## Begin RAW RECORDS

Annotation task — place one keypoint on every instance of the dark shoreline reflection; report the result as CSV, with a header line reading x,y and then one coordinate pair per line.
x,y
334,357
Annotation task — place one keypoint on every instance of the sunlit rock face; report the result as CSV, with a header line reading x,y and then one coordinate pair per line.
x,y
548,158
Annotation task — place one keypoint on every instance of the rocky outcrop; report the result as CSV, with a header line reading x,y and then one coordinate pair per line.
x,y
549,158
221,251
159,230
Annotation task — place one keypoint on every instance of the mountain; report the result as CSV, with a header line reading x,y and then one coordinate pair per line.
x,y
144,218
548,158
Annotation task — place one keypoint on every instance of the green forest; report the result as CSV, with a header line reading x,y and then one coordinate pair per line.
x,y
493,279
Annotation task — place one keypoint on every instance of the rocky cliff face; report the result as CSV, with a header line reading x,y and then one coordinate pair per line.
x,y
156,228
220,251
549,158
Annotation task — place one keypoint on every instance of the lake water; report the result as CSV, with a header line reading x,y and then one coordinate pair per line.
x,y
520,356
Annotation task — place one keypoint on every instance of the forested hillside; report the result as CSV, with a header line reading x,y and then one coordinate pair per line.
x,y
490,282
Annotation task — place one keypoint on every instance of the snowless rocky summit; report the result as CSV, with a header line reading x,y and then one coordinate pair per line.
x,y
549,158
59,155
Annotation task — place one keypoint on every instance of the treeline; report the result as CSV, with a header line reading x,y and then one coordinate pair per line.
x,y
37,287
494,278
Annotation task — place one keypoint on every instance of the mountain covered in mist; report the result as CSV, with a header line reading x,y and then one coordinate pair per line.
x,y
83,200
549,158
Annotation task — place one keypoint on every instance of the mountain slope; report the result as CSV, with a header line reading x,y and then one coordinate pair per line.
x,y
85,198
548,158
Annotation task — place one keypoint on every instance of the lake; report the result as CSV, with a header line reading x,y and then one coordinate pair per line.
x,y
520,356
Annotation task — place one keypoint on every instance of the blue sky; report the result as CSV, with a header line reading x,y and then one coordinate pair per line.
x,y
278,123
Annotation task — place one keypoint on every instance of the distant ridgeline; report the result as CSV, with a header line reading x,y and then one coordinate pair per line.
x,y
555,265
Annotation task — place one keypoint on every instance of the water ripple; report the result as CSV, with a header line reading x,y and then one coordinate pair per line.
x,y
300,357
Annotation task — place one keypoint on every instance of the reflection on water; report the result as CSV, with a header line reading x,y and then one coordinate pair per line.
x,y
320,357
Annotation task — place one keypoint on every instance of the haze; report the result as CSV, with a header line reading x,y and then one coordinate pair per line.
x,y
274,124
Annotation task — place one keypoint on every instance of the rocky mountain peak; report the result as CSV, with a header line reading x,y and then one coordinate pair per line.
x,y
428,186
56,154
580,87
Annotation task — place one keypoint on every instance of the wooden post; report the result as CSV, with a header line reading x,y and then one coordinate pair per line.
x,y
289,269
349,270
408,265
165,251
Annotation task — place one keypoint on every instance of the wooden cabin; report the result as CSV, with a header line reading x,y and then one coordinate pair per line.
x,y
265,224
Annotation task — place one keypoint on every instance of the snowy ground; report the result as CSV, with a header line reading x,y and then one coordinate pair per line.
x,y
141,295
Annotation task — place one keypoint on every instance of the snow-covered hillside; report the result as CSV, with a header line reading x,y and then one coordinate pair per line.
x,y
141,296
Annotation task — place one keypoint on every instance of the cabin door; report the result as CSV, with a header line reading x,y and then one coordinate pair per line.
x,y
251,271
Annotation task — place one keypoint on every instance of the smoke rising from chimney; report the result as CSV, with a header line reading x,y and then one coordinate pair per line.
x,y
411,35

## End RAW RECORDS

#### THE REQUEST
Your task is to transcribe the listing above in full, exactly as given.

#### SOLVED EXERCISE
Annotation task — place one keypoint on every instance of the dark shoreline reflection; report the result as CSV, with a header line reading x,y and then one coordinate pair per line.
x,y
334,357
Annotation task — place one keypoint on every instance of the sunlit rock face; report the result as CSV, with a header line reading x,y and then one coordinate pair per line.
x,y
548,158
Annotation task — place one keypoint on every instance of the rocky outcrop; report the result as CSV, with a header line reading x,y and then one coordinate pair per line.
x,y
549,158
221,251
159,230
Annotation task — place one keypoint on every instance of the mountain; report the result as CSV, with a header line reading x,y and then one coordinate pair per line.
x,y
144,218
548,158
Annotation task — place one keypoint on every instance of the green forest; report the result as CSV, with a header line reading x,y and then one coordinate pair per line.
x,y
493,279
Annotation task — place one keypoint on every instance of the rocky cliff face; report the result as CSV, with a header line reading x,y and then one coordinate pair per line.
x,y
156,228
220,251
549,158
Annotation task — place one keypoint on every instance of the lake water; report the result as CSV, with a header line reading x,y and then one coordinate pair per line.
x,y
520,356
Annotation task — place one keypoint on every instance of the forested hillside; report the result as CSV, with a header line reading x,y and then one coordinate pair per line.
x,y
490,282
Annotation task — place one keypoint on every instance of the snowless rocky summit; report the result as CSV, with a header line reading x,y and then one coordinate pair per line.
x,y
549,158
59,155
Annotation task — place one keypoint on every instance of the treeline; report the result as CSV, with a header line reading x,y and then one coordinate pair per line.
x,y
37,287
494,278
Annotation task — place one keypoint on every instance of the mountain covered in mist; report the result as CSV, with a header line reading x,y and then one coordinate pair per line.
x,y
83,200
549,158
Annotation task — place one keypoint on every instance of the mountain slope; report the result as CSV, with a header line reading x,y and then one coordinate pair per line.
x,y
85,198
548,158
Annotation task — place one keypoint on every instance of the lake; report the result as CSV, with a header line reading x,y and then one coordinate pair per line.
x,y
520,356
Annotation task — place one keypoint on every instance of the blue sky; report the result as CSV, with a header line reading x,y and then one coordinate pair per line.
x,y
278,123
Annotation task — place one keypoint on every instance of the distant ridgeline; report the result as CSV, with a header line reading x,y and then one coordinate pair per line.
x,y
555,265
Annotation task — place one keypoint on every instance of the water ripple; report the result as CSV, with a header line reading x,y and then one coordinate pair per line.
x,y
300,357
Annotation task — place one keypoint on every instance of the reflection on water; report the result as CSV, with a header line reading x,y and then one coordinate pair per line.
x,y
320,357
Annotation task — place one keypoint on every instance of the haze; report the result as CSV, with a header line reading x,y and then one coordinate pair per line.
x,y
274,124
Annotation task — place one keypoint on every instance of the rocky mountain peak; report the result as CSV, with a header line reading x,y and then one coordinate pair per line.
x,y
428,186
56,154
580,87
Annotation task — place one keypoint on every instance of the wooden post; report the result as CSV, with a header line reading x,y and then one coordinate pair per line.
x,y
289,269
349,270
408,265
165,251
Annotation task — place one keypoint on every instance of the wooden cabin; report the result as CSV, with a header line reading x,y and then one coordinate pair per line.
x,y
265,224
Annotation task — place one keypoint on every instance of the snowy ground; report the result as CSV, with a header line reading x,y and then one coordinate pair per line.
x,y
141,295
Annotation task — place one keypoint on every instance of the snow-covered hillside; report the result as CSV, with a header line reading x,y and then one coordinate pair per line.
x,y
141,296
Annotation task — place one keypoint on every instance of the cabin door; report the result as CSV, with a header line reading x,y and then one coordinate pair per line.
x,y
251,271
Annotation task — place one keypoint on every instance of the smoke rising from chimney; report the result as CSV, with a header line reading x,y and then one coordinate pair per line.
x,y
411,35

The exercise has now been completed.